::: Input records :::

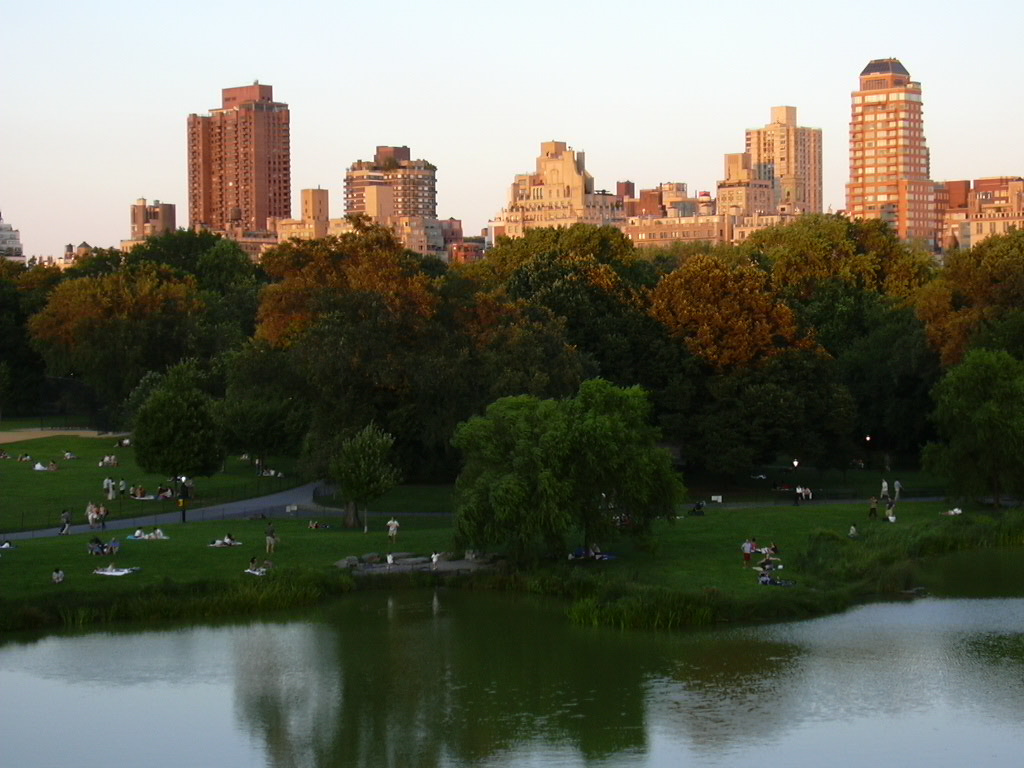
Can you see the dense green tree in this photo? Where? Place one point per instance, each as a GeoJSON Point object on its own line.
{"type": "Point", "coordinates": [979, 410]}
{"type": "Point", "coordinates": [796, 403]}
{"type": "Point", "coordinates": [975, 293]}
{"type": "Point", "coordinates": [725, 314]}
{"type": "Point", "coordinates": [265, 409]}
{"type": "Point", "coordinates": [537, 471]}
{"type": "Point", "coordinates": [110, 331]}
{"type": "Point", "coordinates": [819, 248]}
{"type": "Point", "coordinates": [364, 471]}
{"type": "Point", "coordinates": [176, 430]}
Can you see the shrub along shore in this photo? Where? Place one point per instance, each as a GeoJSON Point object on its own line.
{"type": "Point", "coordinates": [687, 572]}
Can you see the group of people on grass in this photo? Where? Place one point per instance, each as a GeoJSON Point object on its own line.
{"type": "Point", "coordinates": [872, 510]}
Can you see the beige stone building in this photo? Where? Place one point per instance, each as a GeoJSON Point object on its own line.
{"type": "Point", "coordinates": [421, 233]}
{"type": "Point", "coordinates": [647, 231]}
{"type": "Point", "coordinates": [973, 212]}
{"type": "Point", "coordinates": [559, 193]}
{"type": "Point", "coordinates": [391, 184]}
{"type": "Point", "coordinates": [741, 193]}
{"type": "Point", "coordinates": [313, 223]}
{"type": "Point", "coordinates": [790, 157]}
{"type": "Point", "coordinates": [890, 177]}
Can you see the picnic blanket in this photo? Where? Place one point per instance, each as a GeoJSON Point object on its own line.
{"type": "Point", "coordinates": [110, 570]}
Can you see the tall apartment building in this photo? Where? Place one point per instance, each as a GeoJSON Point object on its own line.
{"type": "Point", "coordinates": [890, 176]}
{"type": "Point", "coordinates": [392, 184]}
{"type": "Point", "coordinates": [240, 173]}
{"type": "Point", "coordinates": [148, 220]}
{"type": "Point", "coordinates": [313, 223]}
{"type": "Point", "coordinates": [970, 213]}
{"type": "Point", "coordinates": [559, 193]}
{"type": "Point", "coordinates": [790, 157]}
{"type": "Point", "coordinates": [10, 242]}
{"type": "Point", "coordinates": [742, 192]}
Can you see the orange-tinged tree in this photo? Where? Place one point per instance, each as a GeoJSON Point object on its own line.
{"type": "Point", "coordinates": [819, 248]}
{"type": "Point", "coordinates": [308, 274]}
{"type": "Point", "coordinates": [727, 315]}
{"type": "Point", "coordinates": [110, 330]}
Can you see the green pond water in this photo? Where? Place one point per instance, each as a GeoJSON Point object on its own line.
{"type": "Point", "coordinates": [467, 679]}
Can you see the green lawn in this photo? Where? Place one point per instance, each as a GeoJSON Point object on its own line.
{"type": "Point", "coordinates": [852, 483]}
{"type": "Point", "coordinates": [33, 500]}
{"type": "Point", "coordinates": [185, 556]}
{"type": "Point", "coordinates": [691, 553]}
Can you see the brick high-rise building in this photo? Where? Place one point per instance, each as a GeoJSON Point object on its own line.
{"type": "Point", "coordinates": [392, 184]}
{"type": "Point", "coordinates": [890, 173]}
{"type": "Point", "coordinates": [790, 157]}
{"type": "Point", "coordinates": [559, 193]}
{"type": "Point", "coordinates": [10, 242]}
{"type": "Point", "coordinates": [240, 171]}
{"type": "Point", "coordinates": [148, 220]}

:::

**Task directions**. Please copy the data word for word, starting with the line that contains "Can you see the picnic" and continuing through the final line of the data.

**Task output**.
Can you see the picnic blanket in this photo? Where? Place one point per instance, each as a GeoJSON Point object on its own line.
{"type": "Point", "coordinates": [110, 570]}
Can you see the tall apartment building in this photo? Where? Place one point per instance, each as a GeoJSON Point object on its own line.
{"type": "Point", "coordinates": [890, 176]}
{"type": "Point", "coordinates": [392, 184]}
{"type": "Point", "coordinates": [240, 173]}
{"type": "Point", "coordinates": [148, 220]}
{"type": "Point", "coordinates": [313, 223]}
{"type": "Point", "coordinates": [970, 213]}
{"type": "Point", "coordinates": [559, 193]}
{"type": "Point", "coordinates": [790, 157]}
{"type": "Point", "coordinates": [10, 242]}
{"type": "Point", "coordinates": [742, 192]}
Can you see the orange-tinged tree in this photo? Where? Place one point per instance, each as a GeoJSON Point object on its own line.
{"type": "Point", "coordinates": [819, 248]}
{"type": "Point", "coordinates": [308, 274]}
{"type": "Point", "coordinates": [727, 315]}
{"type": "Point", "coordinates": [110, 330]}
Can you see the green pond water in this photo? Where? Place one point per instance, each as a GeoJSON Point object on its own line.
{"type": "Point", "coordinates": [467, 679]}
Can you see the green lawn in this photo? Where? Place one point per instance, each as a GeoJSON Point object on its own line.
{"type": "Point", "coordinates": [852, 483]}
{"type": "Point", "coordinates": [33, 500]}
{"type": "Point", "coordinates": [185, 556]}
{"type": "Point", "coordinates": [691, 553]}
Can you see the brick high-rise building in this photo? Where? Place one point per instance, each as a GeoJSON Point object on its own line.
{"type": "Point", "coordinates": [392, 184]}
{"type": "Point", "coordinates": [890, 173]}
{"type": "Point", "coordinates": [790, 157]}
{"type": "Point", "coordinates": [559, 193]}
{"type": "Point", "coordinates": [10, 242]}
{"type": "Point", "coordinates": [240, 171]}
{"type": "Point", "coordinates": [148, 220]}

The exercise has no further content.